Dataset rows
* Begin *

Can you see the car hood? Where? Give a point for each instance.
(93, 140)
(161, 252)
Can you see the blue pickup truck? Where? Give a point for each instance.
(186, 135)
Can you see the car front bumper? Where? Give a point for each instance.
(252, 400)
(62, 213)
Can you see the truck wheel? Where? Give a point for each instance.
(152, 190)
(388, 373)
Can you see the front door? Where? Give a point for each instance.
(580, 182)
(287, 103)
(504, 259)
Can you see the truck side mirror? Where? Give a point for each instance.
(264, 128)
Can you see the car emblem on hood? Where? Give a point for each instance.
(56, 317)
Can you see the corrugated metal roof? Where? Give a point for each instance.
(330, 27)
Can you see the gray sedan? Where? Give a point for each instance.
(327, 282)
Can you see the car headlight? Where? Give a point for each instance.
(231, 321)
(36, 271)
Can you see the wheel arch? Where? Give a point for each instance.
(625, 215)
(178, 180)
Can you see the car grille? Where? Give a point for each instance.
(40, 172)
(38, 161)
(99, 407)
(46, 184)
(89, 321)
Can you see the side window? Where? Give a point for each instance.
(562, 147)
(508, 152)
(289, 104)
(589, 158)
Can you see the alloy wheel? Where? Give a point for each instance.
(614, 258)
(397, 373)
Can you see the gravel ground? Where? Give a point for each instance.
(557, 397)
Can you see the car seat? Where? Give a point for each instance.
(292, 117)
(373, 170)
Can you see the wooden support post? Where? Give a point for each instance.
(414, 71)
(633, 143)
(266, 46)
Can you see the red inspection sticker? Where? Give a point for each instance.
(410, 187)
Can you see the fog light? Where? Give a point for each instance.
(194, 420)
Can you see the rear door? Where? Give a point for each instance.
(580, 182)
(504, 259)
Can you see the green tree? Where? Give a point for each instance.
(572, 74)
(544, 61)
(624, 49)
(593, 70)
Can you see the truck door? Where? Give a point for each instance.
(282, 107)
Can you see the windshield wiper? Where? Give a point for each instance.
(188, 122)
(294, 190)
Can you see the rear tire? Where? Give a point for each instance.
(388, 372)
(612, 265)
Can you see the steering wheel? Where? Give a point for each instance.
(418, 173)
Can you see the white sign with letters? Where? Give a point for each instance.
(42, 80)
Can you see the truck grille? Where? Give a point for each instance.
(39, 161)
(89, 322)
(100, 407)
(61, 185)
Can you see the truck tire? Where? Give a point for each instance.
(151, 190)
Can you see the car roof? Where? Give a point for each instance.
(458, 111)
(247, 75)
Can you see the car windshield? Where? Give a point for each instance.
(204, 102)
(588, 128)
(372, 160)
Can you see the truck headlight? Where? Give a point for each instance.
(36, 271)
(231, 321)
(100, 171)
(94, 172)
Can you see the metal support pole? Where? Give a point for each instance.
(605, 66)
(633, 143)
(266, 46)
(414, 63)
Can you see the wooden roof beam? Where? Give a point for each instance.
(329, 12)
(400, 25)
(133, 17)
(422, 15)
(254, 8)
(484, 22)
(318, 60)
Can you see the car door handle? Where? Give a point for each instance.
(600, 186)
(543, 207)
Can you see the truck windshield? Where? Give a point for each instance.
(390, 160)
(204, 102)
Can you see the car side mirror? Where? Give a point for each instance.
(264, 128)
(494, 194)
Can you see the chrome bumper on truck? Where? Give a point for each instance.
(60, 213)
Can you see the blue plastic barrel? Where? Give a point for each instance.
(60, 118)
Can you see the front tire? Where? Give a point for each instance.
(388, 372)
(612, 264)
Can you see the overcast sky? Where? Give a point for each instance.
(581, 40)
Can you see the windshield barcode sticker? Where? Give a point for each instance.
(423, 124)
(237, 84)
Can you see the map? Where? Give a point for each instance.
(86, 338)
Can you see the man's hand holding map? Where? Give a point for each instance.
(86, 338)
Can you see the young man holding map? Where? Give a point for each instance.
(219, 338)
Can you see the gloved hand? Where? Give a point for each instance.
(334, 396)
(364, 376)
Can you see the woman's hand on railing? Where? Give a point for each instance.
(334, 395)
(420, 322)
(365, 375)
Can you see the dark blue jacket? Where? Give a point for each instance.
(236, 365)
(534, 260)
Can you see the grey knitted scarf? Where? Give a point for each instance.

* End *

Reproduce each entry above exactly, keeping every word.

# THE OUTPUT
Can you see the car hood? Where? Give a point for each instance.
(93, 140)
(161, 252)
Can you see the blue pickup truck? Where? Give a point for each instance.
(186, 135)
Can you see the car front bumper? Where? Give a point for each instance.
(252, 400)
(62, 213)
Can you see the truck wheel? Where? Give a point for each instance.
(152, 190)
(388, 373)
Can you see the front door? Where? Give a point for each instance.
(580, 182)
(287, 103)
(504, 259)
Can you see the truck side mirror? Where? Give a point for each instance.
(264, 128)
Can you see the car emblem on hood? Where? Give a point for each instance.
(56, 317)
Can you see the corrugated metal roof? Where? Give a point for each instance.
(330, 27)
Can you see the gray sedan? Where? Give a point for each instance.
(327, 282)
Can you see the car headlight? Where? Give a point for each instance.
(231, 321)
(36, 271)
Can you see the wheel arch? Where? Give a point for each instance.
(625, 215)
(178, 180)
Can you see the car grille? Where? Give a point for each instance.
(40, 172)
(38, 161)
(99, 407)
(46, 184)
(89, 321)
Can you see the side window? Where? Give a point for each instance.
(562, 147)
(508, 152)
(289, 104)
(589, 158)
Can you see the alloy wheel? Where? Give a point for each instance.
(614, 258)
(397, 373)
Can you see the gravel ground? Where? Give a point for each instance.
(557, 397)
Can you see the car seat? Where? Give a point for each instance.
(292, 117)
(373, 170)
Can you see the wooden support post? Where? Give a point for each instance.
(414, 71)
(633, 143)
(266, 46)
Can you see the red inspection sticker? Where? Give a point for each instance.
(410, 187)
Can you see the fog light? Where? Give a point for each instance.
(194, 420)
Can you see the rear door? Where? Give a point for each instance.
(580, 182)
(504, 259)
Can you see the green tree? Where? Give a point for each instance.
(572, 74)
(544, 61)
(624, 49)
(593, 70)
Can you see the truck door? Where? Give a point for each instance.
(282, 107)
Can you see the windshield wiper? Where? Give a point for each instance.
(188, 122)
(294, 190)
Can you see the rear tire? Where? Give a point for each instance.
(388, 372)
(612, 265)
Can you see the steering wheel? Where? Give a point for each instance.
(418, 173)
Can you see the white sign with letters? Where? Give a point for each instance.
(42, 80)
Can you see the truck grille? Where? Give a point for each instance.
(39, 161)
(89, 322)
(100, 407)
(61, 185)
Can you see the truck tire? Where? Give a point for each instance.
(151, 190)
Can you see the car roof? Where? Give a point for each instance.
(458, 111)
(247, 75)
Can you see the car windshield? Where? Give a point for each instance.
(204, 102)
(588, 128)
(372, 160)
Can you see the truck headlight? Where? Give a point for each instance.
(36, 271)
(231, 321)
(100, 171)
(94, 172)
Can you see the metal support pole? Where? Give a point for each instance.
(605, 66)
(633, 143)
(266, 46)
(414, 63)
Can you see the wooden roof beam? Where? Give a point for each instance.
(329, 12)
(400, 25)
(133, 17)
(422, 15)
(254, 8)
(484, 22)
(318, 60)
Can you see the car door handle? Where? Give a point for each instance.
(600, 186)
(543, 207)
Can you see the truck windshield? Where? Give a point for each instance.
(390, 160)
(204, 102)
Can you see the car side mirror? Where? Give a point for each instance.
(264, 128)
(494, 194)
Can you see the chrome bumper on truck? Where? Give a point for each instance.
(60, 213)
Can you see the blue plastic barrel? Where? Give a point for each instance.
(60, 118)
Can you see the front tire? Where? Give a point for each instance.
(388, 372)
(612, 264)
Can you see the overcast sky? Where? Give a point for each instance.
(581, 40)
Can you see the windshield barcode sticker? Where? Give a point for each instance.
(423, 124)
(237, 84)
Can you see the map? Where? Give a point for each instance.
(86, 338)
Can you see the man's hand holding map? Where? Give a point for each instance.
(86, 338)
Can you see the young man holding map? Where? Give a point for each instance.
(219, 338)
Can you see the gloved hand? Where? Give a point for each instance.
(334, 396)
(364, 376)
Can you see the woman's hand on railing? Where? Give a point for each instance.
(334, 395)
(420, 322)
(365, 375)
Can you see the dark blue jacket? Where? Give a point for each instance.
(236, 365)
(534, 260)
Can you see the grey knitted scarf? Where? Give a point for each instance.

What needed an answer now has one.